**Görev ayrıntıları:**
Aşağıdaki röportajda "İlk albüm çıktığında 19 yaşındaydım" diye başlayan paragrafı, ana bilgilerini koruyarak madde madde kısaltın.

Ana SayfaMüzikDeniz Tekin: Dertlerimiz ve kaygılarımız ilk insanlardan pek farklı değil!"

Deniz Tekin: Dertlerimiz ve kaygılarımız ilk insanlardan pek farklı değil!”

Deniz Tekin, “Yüzyıllardır Aynı Dert” ile bir döndü; yüz yıllardır süregelen dertlerimizle bizi yüzleştirdi. Ben de günlerdir albümün içinde dolanıp duruyorken “yüzyıllardır süren bu dert ne ola ki” diye merak ettim ve kendisiyle yeni albümü üzerine bir konuşmak istedim. Haydi şimdi bu derde ortak olma zamanı!

Batıkan BAKSI / [email protected]

Röportajımıza başlarken muhtemelen albüm çıktığından beri albümün isminden dolayı dinleyicinin de aklında olan soruyu sormak istiyorum. Nedir bu yüzyıllardır süren dert / dertlerimiz?

Bu ortak dert birçok şeyi kapsıyor aslında. Kendimizi ve hayallerimizi gerçekleştirmekle ilgili gayelerimiz temel fiziksel ve sosyal ihtiyaçlarımızdan pek ayrı değil. Ama hem kendi içimizde, hem de sosyal ilişkilerimizde aşamadığımız düşünce, ifade ve davranış kalıpları var, bunları iradeyle aşmaya çalıştığımızda dahi önceden düşülen tuzaklara düşmek çok muhtemel. Hem doğal habitat olarak hem de kendi oluşturduğumuz kültürlerle burası evimiz, güneşin altında yeni bir şey yok, ama bağlamına göre burası cennet de olabiliyor cehennem de. Onca çağ devirmeye, teknolojik ilerlemeye rağmen bu dünyanın yaşına bakınca yeniyiz, dertlerimiz ve kaygılarımız ilk insanlardan pek farklı değil.

En son albümün “Kozakuluçka”nın üzerinden 6 yıl geçti. Ama bu süre zarfında çıkardığın single’lar ya da eşlik ettiğin şarkılar sebebiyle biz seni hep duymaya devam ettik. Kendi kariyerin açısından albümler arasındaki bu 6 yılı nasıl anlatırsın?

İlk albüm çıktığında 19 yaşındaydım, biraz telkinle ve “zamanıdır” ile kaydedilen bir albüm oldu. O albümü yakın arkadaşlarımla ve çok değerli müzisyenlerle kaydettik ama sanırım yaşım ve tecrübem müzikte istediğimi anlatabilmeye de arkasında durabilmeye de elvermiyordu. Bu teknik bilgiden çok, duygusal olgunlukla alakalı bir durum. İlk albümden sonra farklı, hatta birbirine karşı tanım içinde olan müzik türlerine sıra sıra uğradım ve ne yapmak istediğimi ve istemediğimi anladım (şimdilik). İkinci albümde bunları uyguladık gibi hissediyorum, içime ve içimize sindi.

**Verilen satırlar:**
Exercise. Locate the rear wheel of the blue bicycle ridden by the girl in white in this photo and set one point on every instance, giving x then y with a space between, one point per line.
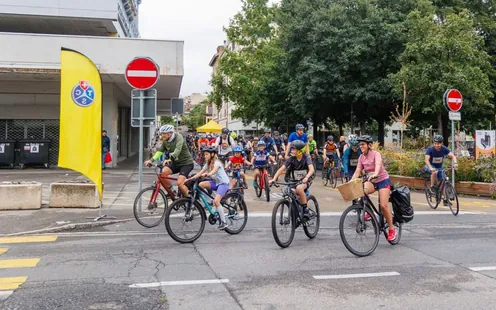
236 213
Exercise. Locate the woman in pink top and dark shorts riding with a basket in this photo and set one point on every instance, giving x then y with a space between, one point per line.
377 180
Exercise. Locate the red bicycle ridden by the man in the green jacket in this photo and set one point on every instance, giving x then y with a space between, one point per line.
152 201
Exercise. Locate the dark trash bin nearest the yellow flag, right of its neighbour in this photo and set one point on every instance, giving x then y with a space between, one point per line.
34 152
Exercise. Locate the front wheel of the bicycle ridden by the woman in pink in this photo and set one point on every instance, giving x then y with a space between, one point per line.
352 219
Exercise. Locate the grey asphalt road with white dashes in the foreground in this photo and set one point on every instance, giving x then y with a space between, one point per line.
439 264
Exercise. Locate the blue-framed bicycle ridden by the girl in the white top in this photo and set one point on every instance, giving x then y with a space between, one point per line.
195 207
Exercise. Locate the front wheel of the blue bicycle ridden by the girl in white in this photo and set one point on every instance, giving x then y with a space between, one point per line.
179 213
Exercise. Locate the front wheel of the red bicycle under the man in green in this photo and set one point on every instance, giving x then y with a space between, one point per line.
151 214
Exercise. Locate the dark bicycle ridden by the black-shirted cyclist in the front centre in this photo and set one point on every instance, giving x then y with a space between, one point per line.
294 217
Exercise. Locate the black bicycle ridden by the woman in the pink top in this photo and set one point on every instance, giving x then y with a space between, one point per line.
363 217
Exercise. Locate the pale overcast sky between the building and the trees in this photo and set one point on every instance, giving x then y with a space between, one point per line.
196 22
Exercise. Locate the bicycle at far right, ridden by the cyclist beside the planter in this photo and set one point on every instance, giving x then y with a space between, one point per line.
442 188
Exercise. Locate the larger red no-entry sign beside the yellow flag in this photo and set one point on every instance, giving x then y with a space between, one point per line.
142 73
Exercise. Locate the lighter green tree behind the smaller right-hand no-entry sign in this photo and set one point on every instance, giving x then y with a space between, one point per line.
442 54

**Alıştırma çıktısı:**
- İlk albüm, 19 yaşındayken biraz telkinle ve "zamanıdır" düşüncesiyle kaydedildi.
- Albüm yakın arkadaşlarla ve çok değerli müzisyenlerle kaydedildi. Ancak yaş ve tecrübe, müzikte isteneni anlatmaya ve onun arkasında durmaya elvermiyordu.
- Bu durum teknik bilgiden çok duygusal olgunlukla ilgiliydi.
- İlk albümden sonra farklı, hatta birbirine karşıt tanımlanan müzik türlerine sırayla uğrandı. Böylece ne yapılmak istendiği ve ne istenmediği anlaşıldı (şimdilik).
- İkinci albümde bunlar uygulandı ve içe sindi.